== Aim of the exercise ==
An identical copy of all the entries is the required result.

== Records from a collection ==

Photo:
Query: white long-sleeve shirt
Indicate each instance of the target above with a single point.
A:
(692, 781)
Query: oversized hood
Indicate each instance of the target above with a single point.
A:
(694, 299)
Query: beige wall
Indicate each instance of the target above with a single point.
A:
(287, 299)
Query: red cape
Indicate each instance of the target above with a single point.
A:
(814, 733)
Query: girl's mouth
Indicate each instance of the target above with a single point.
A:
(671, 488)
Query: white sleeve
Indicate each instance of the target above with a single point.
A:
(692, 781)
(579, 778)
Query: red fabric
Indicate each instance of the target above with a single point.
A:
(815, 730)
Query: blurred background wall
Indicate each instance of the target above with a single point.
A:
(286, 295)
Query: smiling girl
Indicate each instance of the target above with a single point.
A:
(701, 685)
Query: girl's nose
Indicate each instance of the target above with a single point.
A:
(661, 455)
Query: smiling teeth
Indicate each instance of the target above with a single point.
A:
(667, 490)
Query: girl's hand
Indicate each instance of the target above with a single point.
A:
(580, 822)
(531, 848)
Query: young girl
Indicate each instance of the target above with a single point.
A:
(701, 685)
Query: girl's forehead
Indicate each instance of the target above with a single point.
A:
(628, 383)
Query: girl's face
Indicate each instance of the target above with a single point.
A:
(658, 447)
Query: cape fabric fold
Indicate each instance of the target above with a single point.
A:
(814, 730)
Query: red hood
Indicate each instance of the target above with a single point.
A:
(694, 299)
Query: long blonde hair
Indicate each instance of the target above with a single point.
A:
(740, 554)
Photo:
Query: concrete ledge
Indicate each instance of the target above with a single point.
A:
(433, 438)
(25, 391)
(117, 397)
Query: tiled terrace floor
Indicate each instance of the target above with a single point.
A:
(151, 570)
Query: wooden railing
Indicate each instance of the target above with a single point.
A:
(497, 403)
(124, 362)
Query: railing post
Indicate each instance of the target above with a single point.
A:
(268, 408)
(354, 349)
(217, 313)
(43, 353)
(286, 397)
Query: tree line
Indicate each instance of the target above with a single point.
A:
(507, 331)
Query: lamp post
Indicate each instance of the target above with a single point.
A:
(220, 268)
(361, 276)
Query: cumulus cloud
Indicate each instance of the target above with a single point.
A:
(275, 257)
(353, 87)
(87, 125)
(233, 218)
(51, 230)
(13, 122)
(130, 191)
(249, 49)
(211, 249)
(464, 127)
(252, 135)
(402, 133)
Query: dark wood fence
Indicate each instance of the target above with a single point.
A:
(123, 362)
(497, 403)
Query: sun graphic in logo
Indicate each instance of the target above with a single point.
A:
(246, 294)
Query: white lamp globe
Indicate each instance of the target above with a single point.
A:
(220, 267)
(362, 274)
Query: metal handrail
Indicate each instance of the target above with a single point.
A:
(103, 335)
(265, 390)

== Answer space ==
Photo:
Query: white long-sleeve shirt
Indicate each instance of the target above with a single point.
A:
(692, 781)
Query: oversized hood
Indicate each instance of the target above with a single point.
A:
(694, 299)
Query: beige wall
Indicate each instance of the target above with a single point.
A:
(287, 299)
Query: red cape
Indicate each instance of the target above with a single point.
A:
(814, 733)
Query: girl's mouth
Indicate each instance of the target above with a single point.
A:
(671, 488)
Query: white sleeve
Indicate each instance of the target above with a single point.
A:
(692, 781)
(579, 778)
Query: red fabric
Indicate each instance of the target above with a single point.
A:
(815, 730)
Query: blurred background wall
Indicate each instance of the target above with a single point.
A:
(286, 295)
Query: smiling girl
Indicate each instance of the target above with a single point.
A:
(701, 685)
Query: girl's nose
Indicate each instance of the target above with a single point.
A:
(661, 455)
Query: smiling teeth
Indicate each instance of the target above with a single point.
A:
(667, 490)
Query: girl's hand
Indicate each instance of the target above with a single point.
A:
(580, 822)
(531, 848)
Query: young girl
Indicate each instance of the target above with a single point.
A:
(701, 685)
Query: girl's forehead
Indicate each instance of the target above with a single point.
A:
(628, 383)
Query: girl's face
Indicate each instance of the target above with a single point.
A:
(658, 447)
Query: cape fabric fold
Indicate each instance of the target above with a single point.
A:
(814, 730)
Query: red hood
Indicate each instance of the target above with a single point.
A:
(694, 299)
Query: long blonde hair
Indicate each instance of the target above with a single point.
A:
(740, 554)
Photo:
Query: concrete ledge
Indicate each instance of the target above with a single point.
A:
(433, 438)
(25, 391)
(117, 397)
Query: tiled terrace floor
Indicate each instance of the target above with a single point.
A:
(151, 570)
Query: wooden railing
Indicate each instance of the target above with a single point.
A:
(497, 403)
(124, 362)
Query: railing post
Indicate each instance of the target above with a single point.
A:
(268, 408)
(354, 349)
(217, 313)
(43, 353)
(286, 397)
Query: tree line
Indicate each instance of the target above with a single point.
A:
(507, 331)
Query: lamp post
Indicate each instance of the target above with a single point.
A:
(220, 268)
(361, 276)
Query: cumulus cloud
Indicate each instance of the target above with a single point.
A:
(275, 257)
(353, 87)
(87, 125)
(233, 218)
(51, 230)
(13, 122)
(130, 191)
(249, 49)
(211, 249)
(464, 127)
(252, 135)
(402, 133)
Query: dark wood fence
Indicate each instance of the target above with a single point.
A:
(123, 362)
(497, 403)
Query: sun graphic in logo
Indicate each instance of the target above with a single point.
A:
(246, 294)
Query: white lamp globe
Indicate each instance of the target above with a single point.
A:
(220, 267)
(362, 274)
Query: metal handrail
Indicate each instance of the target above with a single point.
A:
(103, 335)
(265, 390)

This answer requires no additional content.